§ **DIRECTIONS**
Tally the lines in the entries below that contain the string "dish". Reply with the number only.

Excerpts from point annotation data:
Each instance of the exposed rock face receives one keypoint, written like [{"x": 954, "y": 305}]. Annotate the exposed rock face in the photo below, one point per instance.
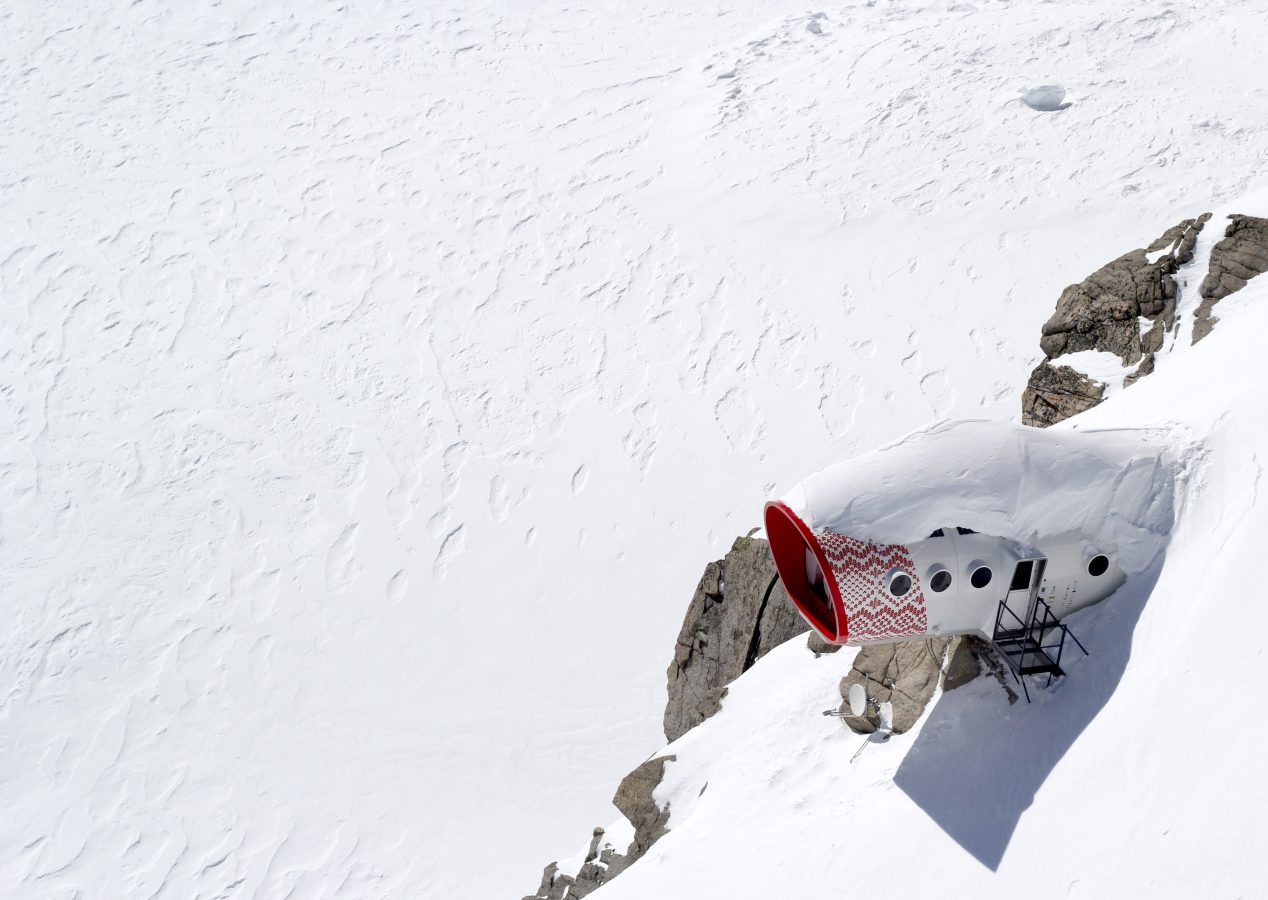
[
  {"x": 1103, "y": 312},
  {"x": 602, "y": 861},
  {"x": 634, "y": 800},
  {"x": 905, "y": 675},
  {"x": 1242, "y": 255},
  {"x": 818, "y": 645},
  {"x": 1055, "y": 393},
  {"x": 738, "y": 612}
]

* * *

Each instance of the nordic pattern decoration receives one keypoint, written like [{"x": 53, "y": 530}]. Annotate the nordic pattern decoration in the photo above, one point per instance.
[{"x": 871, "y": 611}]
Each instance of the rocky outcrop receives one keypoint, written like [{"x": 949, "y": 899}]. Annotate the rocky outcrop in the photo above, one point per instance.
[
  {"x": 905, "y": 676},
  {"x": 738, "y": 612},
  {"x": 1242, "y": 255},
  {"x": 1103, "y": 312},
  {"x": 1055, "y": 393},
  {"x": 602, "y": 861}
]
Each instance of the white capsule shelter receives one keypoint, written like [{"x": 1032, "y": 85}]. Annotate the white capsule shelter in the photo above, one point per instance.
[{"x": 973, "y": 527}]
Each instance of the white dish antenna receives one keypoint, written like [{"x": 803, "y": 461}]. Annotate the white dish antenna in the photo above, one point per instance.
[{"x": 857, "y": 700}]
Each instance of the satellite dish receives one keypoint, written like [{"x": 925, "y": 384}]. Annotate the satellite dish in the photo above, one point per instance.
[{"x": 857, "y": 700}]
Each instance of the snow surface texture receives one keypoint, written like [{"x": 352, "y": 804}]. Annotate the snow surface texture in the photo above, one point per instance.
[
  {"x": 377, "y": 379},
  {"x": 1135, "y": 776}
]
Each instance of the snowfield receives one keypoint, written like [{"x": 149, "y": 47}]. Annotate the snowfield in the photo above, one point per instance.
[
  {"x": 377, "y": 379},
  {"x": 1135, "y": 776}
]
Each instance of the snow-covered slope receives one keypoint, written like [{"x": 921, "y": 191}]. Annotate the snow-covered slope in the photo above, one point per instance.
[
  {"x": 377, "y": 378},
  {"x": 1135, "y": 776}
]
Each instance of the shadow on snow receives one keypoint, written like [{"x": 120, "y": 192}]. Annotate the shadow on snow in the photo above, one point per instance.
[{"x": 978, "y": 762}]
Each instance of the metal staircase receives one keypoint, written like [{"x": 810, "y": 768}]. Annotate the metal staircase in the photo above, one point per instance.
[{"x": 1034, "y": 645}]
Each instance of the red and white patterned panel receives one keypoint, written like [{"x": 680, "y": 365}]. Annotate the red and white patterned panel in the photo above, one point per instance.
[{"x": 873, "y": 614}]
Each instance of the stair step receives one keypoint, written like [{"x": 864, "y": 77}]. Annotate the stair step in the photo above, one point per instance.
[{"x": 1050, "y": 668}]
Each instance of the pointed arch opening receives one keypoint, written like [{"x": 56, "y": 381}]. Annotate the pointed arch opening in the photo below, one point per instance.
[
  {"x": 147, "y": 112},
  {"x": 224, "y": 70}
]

==

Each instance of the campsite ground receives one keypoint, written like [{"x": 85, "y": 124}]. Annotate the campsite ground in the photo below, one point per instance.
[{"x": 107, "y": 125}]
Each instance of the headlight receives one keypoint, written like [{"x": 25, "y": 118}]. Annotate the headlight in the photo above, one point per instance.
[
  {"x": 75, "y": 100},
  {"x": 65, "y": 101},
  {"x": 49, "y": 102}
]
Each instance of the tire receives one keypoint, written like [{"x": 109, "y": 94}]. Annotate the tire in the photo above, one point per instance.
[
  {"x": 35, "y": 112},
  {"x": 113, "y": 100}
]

§ **CORRECT OUTPUT**
2